__GOAL OF THE EXERCISE__
Only the lines from the one containing "Target: paving stone" to the end of the data are wanted; print them exactly as they appear.

__MATERIAL PROVIDED__
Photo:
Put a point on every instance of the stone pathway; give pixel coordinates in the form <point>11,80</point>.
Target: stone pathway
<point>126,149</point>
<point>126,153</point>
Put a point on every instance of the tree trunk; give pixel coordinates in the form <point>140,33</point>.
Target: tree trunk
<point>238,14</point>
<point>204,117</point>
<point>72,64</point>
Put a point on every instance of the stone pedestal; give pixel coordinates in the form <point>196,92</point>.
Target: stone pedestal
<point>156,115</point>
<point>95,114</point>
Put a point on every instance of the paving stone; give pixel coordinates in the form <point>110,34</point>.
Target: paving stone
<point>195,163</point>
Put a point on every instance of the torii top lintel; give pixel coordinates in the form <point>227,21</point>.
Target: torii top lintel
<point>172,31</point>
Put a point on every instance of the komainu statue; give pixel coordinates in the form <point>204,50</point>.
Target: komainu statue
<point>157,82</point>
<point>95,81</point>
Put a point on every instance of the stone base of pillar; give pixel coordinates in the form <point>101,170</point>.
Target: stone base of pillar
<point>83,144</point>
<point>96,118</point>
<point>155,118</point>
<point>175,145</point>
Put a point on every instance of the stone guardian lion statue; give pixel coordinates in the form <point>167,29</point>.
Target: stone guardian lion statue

__SOLVED EXERCISE__
Target: paving stone
<point>195,163</point>
Put a point on every instance of the torii top lintel; give pixel coordinates in the form <point>227,21</point>.
Target: torii top lintel
<point>172,31</point>
Put a point on every instance of the komainu statue; give pixel coordinates in the form <point>204,50</point>.
Target: komainu statue
<point>157,82</point>
<point>95,81</point>
Put a point on every instance of the stone base of pillar; give pixel coordinates in the form <point>101,170</point>.
Target: stone base of pillar
<point>83,144</point>
<point>96,118</point>
<point>155,118</point>
<point>175,145</point>
Put a point on every instance of the stone guardian lion statue; give pixel coordinates in the form <point>167,29</point>.
Target: stone guardian lion statue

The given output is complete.